> **WORK TO COMPLETE**: Which lines of the listing contain the string "after"? Find them and copy each one in full.

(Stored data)
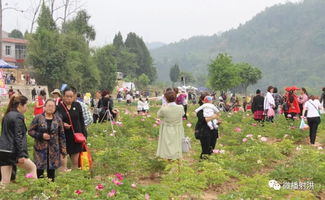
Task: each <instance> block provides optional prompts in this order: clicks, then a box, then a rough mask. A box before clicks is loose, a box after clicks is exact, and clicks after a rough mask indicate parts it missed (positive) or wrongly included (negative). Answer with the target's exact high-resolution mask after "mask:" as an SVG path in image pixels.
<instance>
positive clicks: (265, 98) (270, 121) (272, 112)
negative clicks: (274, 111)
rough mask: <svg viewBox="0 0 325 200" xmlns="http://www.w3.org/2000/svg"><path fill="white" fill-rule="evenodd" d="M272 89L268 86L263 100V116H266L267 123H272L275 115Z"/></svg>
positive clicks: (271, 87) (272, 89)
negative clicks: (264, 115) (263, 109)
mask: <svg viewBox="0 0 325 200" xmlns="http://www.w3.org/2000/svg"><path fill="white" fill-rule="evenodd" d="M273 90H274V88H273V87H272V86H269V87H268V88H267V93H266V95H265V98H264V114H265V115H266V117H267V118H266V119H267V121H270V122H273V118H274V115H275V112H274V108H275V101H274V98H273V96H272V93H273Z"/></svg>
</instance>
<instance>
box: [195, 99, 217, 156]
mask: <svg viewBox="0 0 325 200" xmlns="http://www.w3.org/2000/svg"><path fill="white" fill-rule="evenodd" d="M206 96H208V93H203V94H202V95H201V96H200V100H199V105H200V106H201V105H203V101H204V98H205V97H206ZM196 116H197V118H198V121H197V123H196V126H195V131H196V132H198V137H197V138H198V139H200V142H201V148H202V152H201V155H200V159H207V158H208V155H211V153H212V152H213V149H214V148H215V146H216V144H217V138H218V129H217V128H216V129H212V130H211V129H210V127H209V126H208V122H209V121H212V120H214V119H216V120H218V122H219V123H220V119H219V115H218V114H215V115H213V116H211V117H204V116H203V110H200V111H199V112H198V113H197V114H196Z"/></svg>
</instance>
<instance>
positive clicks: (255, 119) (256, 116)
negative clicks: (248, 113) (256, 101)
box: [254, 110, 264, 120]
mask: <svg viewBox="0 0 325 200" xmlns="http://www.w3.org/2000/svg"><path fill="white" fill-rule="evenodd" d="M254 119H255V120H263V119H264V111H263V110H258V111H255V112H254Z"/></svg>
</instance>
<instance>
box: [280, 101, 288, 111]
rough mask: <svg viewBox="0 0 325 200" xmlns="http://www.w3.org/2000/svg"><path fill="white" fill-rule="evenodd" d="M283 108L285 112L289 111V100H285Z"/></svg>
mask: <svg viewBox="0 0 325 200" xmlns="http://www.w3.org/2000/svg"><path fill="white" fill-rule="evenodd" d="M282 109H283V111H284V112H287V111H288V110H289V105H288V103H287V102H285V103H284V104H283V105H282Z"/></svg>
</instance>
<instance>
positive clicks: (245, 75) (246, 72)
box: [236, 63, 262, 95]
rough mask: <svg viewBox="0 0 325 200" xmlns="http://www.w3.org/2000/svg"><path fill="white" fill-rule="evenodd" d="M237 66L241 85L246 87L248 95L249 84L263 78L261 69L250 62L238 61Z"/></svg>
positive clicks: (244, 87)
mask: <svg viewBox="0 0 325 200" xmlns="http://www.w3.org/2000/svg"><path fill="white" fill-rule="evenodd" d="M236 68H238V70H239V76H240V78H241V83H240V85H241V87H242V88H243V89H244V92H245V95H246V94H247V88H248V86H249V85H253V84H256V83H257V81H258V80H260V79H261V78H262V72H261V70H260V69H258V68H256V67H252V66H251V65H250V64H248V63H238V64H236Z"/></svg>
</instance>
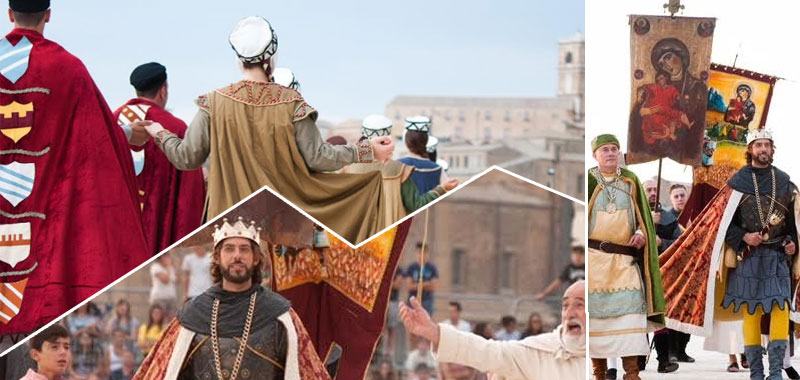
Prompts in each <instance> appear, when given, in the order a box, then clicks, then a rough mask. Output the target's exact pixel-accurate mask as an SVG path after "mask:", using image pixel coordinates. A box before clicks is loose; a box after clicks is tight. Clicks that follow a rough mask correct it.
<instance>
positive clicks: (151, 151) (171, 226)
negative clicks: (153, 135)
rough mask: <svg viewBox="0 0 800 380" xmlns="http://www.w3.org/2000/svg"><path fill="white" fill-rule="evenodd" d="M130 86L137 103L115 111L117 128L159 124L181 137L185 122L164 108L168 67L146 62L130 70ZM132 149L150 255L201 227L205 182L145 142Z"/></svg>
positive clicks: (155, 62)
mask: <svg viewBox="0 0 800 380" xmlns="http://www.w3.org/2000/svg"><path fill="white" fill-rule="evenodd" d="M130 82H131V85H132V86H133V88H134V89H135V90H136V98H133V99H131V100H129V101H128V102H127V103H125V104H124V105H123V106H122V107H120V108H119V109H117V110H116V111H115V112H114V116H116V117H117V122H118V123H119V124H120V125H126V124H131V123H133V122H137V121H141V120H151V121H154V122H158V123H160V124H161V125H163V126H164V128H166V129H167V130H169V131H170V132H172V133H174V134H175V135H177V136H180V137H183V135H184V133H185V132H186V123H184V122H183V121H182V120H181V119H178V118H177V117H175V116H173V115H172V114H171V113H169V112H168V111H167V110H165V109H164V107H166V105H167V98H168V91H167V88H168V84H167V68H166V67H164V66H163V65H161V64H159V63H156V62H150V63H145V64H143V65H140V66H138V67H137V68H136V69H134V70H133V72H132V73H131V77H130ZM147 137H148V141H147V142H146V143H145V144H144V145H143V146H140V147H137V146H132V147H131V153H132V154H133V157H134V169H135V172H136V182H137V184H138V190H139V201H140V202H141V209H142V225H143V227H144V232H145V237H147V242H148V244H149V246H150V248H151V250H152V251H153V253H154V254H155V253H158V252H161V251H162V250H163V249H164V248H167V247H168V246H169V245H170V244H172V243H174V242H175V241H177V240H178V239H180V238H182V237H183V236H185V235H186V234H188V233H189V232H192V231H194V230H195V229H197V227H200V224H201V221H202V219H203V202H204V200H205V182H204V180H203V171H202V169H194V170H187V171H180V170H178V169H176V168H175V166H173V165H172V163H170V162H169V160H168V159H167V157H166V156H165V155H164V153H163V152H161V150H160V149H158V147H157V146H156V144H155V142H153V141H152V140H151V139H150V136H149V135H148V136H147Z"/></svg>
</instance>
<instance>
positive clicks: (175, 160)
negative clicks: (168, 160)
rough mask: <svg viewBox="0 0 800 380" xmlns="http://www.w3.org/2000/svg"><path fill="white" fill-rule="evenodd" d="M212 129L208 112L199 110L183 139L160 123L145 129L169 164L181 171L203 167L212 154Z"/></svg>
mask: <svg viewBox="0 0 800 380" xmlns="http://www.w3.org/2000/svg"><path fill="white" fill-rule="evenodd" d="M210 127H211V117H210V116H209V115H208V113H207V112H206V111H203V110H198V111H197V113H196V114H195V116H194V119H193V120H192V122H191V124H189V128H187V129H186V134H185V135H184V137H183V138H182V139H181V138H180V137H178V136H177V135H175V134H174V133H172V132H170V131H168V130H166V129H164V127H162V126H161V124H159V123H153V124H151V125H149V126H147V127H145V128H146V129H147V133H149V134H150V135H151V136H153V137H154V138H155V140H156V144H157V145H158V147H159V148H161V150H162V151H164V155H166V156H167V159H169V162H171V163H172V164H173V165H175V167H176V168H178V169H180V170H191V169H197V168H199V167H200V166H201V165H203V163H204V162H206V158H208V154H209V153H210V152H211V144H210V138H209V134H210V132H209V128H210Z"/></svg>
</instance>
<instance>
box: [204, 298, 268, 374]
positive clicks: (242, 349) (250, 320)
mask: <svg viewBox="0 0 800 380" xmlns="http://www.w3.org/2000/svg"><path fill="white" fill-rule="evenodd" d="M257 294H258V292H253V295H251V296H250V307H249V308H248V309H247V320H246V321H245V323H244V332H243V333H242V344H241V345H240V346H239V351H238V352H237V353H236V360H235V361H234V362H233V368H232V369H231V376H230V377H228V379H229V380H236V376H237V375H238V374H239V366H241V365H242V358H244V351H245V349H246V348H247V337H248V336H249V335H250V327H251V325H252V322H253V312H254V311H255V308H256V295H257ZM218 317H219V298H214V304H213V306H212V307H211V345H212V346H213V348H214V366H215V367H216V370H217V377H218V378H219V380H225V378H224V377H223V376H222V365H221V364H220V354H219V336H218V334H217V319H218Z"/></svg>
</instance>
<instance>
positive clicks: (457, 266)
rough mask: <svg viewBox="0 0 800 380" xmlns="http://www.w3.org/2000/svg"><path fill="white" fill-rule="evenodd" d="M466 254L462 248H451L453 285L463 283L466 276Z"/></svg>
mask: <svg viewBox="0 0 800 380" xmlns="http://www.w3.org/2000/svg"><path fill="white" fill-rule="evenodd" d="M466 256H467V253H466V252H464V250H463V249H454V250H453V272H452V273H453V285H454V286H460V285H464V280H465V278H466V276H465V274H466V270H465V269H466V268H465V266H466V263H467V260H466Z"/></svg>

> **EXPECTED OUTPUT**:
Task: each <instance> block provides optional prompts in this order: clicks, then a box, then a rough mask. A box before clicks is loose, a box after clicks is exact, and clicks after a rough mask indicate parts it missed (positive) or wrongly included (negative). Answer with the target's exact high-resolution mask after "mask:" as an SVG path in image pixels.
Prompts in each <instance> appear, when given, in the order a box, then clicks, then a rough mask. Output the target's exact pixel-accurate mask as an SVG path after "mask:", using image pixel coordinates. A box before clicks is loose; a box after clicks is tight. Clicks that follow a rough mask correct it.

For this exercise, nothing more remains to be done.